Problem description: An acceptable answer repeats exactly the line with "of the rhinoceros" and each line after it through the end of the entries, and includes nothing else.

Data for review:
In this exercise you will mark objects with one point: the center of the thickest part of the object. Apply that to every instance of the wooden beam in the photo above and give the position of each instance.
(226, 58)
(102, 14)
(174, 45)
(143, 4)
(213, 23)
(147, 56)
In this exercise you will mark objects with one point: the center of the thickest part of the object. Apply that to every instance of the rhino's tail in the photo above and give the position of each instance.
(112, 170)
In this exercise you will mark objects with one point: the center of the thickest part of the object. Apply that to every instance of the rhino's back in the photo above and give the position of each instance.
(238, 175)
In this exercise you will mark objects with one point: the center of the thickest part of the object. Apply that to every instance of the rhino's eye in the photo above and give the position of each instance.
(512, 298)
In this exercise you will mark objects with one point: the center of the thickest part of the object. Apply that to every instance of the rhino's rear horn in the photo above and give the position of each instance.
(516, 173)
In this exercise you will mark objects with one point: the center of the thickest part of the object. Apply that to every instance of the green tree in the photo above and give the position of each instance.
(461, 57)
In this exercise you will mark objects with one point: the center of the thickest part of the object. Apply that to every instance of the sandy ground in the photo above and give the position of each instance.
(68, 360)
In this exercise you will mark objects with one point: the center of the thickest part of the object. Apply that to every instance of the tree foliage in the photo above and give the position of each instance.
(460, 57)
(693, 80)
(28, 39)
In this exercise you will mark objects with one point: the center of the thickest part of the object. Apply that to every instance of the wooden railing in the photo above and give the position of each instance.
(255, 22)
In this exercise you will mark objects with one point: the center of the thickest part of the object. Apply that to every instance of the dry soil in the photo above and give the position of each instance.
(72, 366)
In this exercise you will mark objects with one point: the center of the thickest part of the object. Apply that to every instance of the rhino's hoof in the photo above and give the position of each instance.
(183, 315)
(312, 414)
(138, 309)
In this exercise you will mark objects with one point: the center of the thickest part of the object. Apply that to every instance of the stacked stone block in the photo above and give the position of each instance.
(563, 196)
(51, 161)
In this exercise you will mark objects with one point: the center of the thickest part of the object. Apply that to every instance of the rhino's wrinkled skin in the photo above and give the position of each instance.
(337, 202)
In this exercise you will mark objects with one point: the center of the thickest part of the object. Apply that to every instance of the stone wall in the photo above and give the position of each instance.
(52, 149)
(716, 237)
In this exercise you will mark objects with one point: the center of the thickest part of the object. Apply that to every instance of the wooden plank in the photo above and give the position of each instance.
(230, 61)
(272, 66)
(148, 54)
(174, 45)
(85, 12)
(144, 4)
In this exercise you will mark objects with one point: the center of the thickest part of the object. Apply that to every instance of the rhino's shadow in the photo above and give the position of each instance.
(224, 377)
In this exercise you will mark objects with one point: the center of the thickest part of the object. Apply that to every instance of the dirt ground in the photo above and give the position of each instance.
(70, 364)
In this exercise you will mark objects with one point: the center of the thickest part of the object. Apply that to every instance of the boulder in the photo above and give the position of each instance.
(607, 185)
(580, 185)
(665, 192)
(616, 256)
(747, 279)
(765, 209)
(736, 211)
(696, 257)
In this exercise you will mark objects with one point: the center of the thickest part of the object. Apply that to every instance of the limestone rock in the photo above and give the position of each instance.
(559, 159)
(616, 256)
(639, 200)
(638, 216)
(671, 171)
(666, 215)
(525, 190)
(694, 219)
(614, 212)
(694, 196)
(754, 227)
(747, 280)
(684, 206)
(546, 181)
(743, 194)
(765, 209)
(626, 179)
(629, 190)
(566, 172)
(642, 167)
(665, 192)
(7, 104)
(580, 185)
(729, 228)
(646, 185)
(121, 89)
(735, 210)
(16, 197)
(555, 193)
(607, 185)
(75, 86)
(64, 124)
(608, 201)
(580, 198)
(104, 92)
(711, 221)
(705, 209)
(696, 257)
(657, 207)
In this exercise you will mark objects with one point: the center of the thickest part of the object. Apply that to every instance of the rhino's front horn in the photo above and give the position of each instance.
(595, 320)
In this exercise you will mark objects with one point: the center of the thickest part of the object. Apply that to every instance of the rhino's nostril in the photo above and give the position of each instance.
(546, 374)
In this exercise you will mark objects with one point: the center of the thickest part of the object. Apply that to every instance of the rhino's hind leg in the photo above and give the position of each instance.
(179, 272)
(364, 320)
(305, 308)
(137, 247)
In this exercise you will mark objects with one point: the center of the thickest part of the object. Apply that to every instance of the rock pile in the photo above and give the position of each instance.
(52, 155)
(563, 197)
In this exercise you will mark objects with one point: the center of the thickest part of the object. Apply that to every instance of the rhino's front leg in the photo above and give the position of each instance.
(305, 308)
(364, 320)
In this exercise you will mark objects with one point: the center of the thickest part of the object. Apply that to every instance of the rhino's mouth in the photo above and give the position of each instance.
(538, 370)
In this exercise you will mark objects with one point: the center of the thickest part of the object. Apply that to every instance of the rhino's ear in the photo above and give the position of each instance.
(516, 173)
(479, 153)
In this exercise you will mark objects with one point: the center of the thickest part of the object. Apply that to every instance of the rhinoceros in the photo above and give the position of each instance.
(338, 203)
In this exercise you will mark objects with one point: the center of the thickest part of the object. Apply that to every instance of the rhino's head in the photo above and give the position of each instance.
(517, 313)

Problem solution:
In this exercise you will mark objects with one point: the center of the thickest part of the object. Apply that to every instance of the rhinoceros in the photo above and give the position of each instance.
(338, 203)
In this exercise you will mark objects with one point: the center of the thickest part of the object. Apply that to every instance of the rhino's head in the photo above and give the position of each instance.
(517, 313)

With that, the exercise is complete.